(Data listing)
------------------------
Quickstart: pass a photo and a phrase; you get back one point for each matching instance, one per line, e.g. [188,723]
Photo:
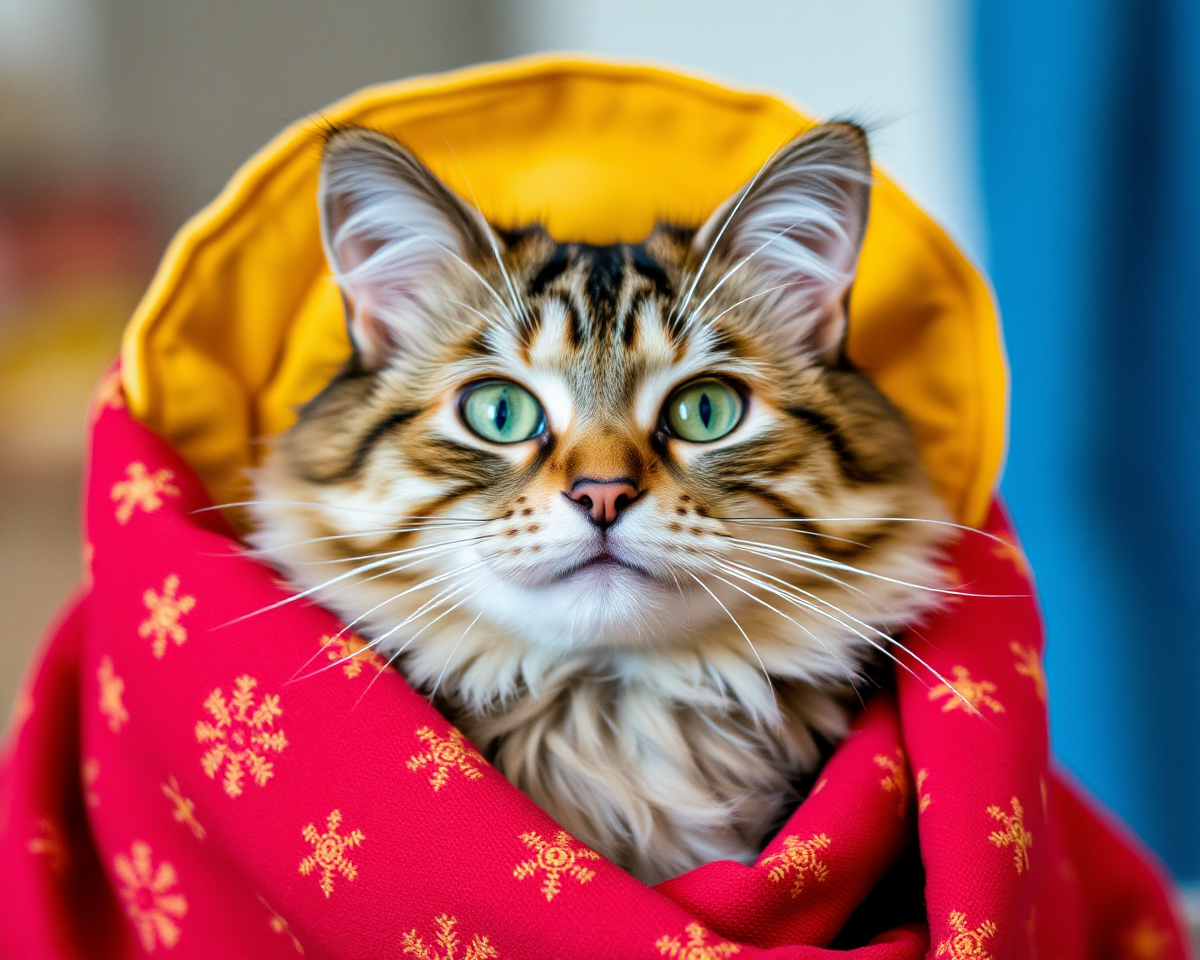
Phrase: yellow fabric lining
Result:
[243,323]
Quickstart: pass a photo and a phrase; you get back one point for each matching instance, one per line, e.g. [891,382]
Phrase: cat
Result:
[627,514]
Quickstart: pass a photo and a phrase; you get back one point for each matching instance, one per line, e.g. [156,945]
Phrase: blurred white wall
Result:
[903,67]
[196,87]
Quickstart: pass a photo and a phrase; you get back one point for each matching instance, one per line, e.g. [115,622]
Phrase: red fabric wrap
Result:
[177,784]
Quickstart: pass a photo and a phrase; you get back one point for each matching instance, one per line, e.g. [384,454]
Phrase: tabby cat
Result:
[625,513]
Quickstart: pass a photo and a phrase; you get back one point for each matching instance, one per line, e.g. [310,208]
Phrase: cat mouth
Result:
[604,563]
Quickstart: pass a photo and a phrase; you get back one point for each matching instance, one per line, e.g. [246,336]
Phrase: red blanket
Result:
[183,787]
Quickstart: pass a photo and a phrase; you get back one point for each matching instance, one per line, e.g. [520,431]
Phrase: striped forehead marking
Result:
[597,295]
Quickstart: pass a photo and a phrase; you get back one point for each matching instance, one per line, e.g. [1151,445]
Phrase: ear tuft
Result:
[391,232]
[797,229]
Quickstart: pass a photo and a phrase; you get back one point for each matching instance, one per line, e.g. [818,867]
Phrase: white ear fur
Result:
[799,226]
[391,231]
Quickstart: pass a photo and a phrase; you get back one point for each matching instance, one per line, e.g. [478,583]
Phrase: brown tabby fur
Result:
[628,701]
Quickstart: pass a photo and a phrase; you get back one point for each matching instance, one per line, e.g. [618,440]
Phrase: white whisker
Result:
[765,673]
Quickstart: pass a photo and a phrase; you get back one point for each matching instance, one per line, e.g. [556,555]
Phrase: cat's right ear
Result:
[393,233]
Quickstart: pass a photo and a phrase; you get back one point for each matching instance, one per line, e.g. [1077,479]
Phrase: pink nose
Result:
[604,499]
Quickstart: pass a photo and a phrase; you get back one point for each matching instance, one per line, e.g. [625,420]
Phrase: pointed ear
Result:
[393,233]
[798,227]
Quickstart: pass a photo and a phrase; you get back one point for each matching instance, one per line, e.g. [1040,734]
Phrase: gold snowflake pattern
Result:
[142,489]
[447,943]
[89,773]
[556,859]
[1014,834]
[1007,550]
[1029,664]
[329,852]
[798,859]
[695,946]
[112,693]
[355,654]
[923,797]
[1147,941]
[895,779]
[166,611]
[241,736]
[108,396]
[149,898]
[48,843]
[965,943]
[447,754]
[184,809]
[280,925]
[966,695]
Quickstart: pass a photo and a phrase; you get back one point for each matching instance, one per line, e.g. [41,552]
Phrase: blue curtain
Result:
[1090,144]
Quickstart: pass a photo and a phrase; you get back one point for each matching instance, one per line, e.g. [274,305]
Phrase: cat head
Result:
[555,448]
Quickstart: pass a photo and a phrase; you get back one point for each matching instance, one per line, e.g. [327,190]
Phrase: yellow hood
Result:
[243,323]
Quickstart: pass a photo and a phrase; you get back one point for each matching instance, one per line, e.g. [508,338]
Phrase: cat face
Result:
[562,448]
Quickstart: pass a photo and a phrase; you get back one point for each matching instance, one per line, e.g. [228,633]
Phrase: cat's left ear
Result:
[792,235]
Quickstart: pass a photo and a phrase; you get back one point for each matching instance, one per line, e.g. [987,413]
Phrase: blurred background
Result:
[1059,143]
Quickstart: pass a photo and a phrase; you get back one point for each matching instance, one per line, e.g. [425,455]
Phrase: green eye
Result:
[703,411]
[502,412]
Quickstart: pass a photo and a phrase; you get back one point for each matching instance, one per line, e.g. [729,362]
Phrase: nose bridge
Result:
[601,454]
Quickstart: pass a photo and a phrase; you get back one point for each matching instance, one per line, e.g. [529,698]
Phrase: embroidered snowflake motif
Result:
[965,943]
[965,694]
[556,859]
[166,611]
[1013,835]
[897,779]
[280,925]
[696,946]
[447,754]
[185,810]
[112,690]
[148,897]
[241,737]
[89,773]
[448,943]
[1147,941]
[48,843]
[798,857]
[329,852]
[142,489]
[354,652]
[1029,664]
[923,798]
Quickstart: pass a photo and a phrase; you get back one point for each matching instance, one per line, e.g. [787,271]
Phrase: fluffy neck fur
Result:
[657,684]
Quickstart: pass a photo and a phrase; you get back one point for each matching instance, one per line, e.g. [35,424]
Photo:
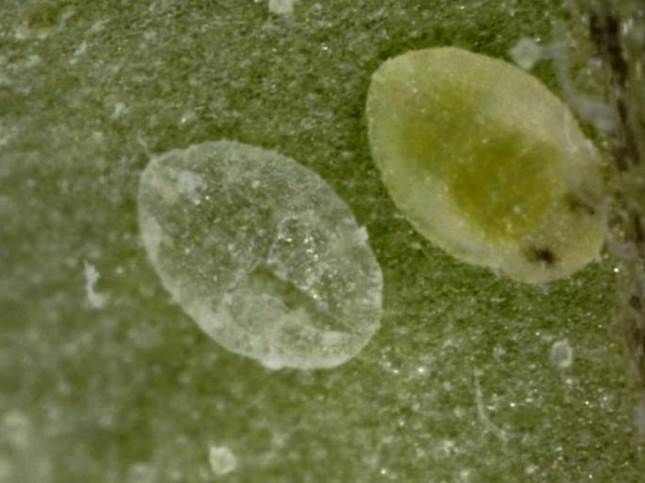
------------------------
◆ **WORK TO DO**
Repeat the items word for word, starting with the line containing "line, e.g. [274,305]" and continuing through the end of the items. Leave out the pictures.

◆ **EXERCISE RESPONSE**
Quickstart: pass a photo and a phrase; you get back one point for each matching instance, one per line, e.g. [274,305]
Phrase: cat head
Result:
[555,448]
Quickstart: pass a photo and a phrase; you get back one point for each matching instance, one per line, e.g. [327,190]
Phrase: yellow hood
Result:
[243,323]
Quickstart: pass a photo and a phrase; you get back one point for each matching instance, one per line, e.g. [508,338]
Phrase: cat face
Result:
[562,448]
Quickstart: pass a photo and a phrase; you get back one point for each matching instance, one per line, e.g. [228,633]
Phrase: cat's left ear
Result:
[792,235]
Quickstart: pass a photo and a phrase; you get back one point for each matching instance, one per line, e.g. [987,413]
Phrase: blurred background
Result:
[1059,143]
Quickstart: pass a photo and a phrase; you get back one point for each matching instance, one per line, e.g. [425,455]
Phrase: green eye
Result:
[703,411]
[502,412]
Quickstart: pass a photo and a phrase; you get back one point for each matching instance, one per line, e.g. [729,362]
Phrase: nose bridge
Result:
[601,454]
Quickstart: pass a photo and a phrase; you get back one point for each matching instance, one per line, e.g. [529,698]
Phrase: embroidered snowflake motif
Result:
[965,943]
[965,694]
[556,859]
[166,611]
[1013,835]
[897,779]
[280,925]
[696,946]
[447,754]
[185,810]
[112,690]
[148,897]
[241,737]
[89,773]
[448,943]
[1147,941]
[48,843]
[798,857]
[329,852]
[142,489]
[354,652]
[1029,664]
[923,798]
Quickstart: pass a photo and a phrase; you get back one point for each matching instance, one per line, e.g. [787,271]
Phrase: fluffy neck fur
Result:
[657,684]
Quickstart: pass a photo and a phrase; you get back one point for each matching instance, one per line, e.g. [35,424]
Photo:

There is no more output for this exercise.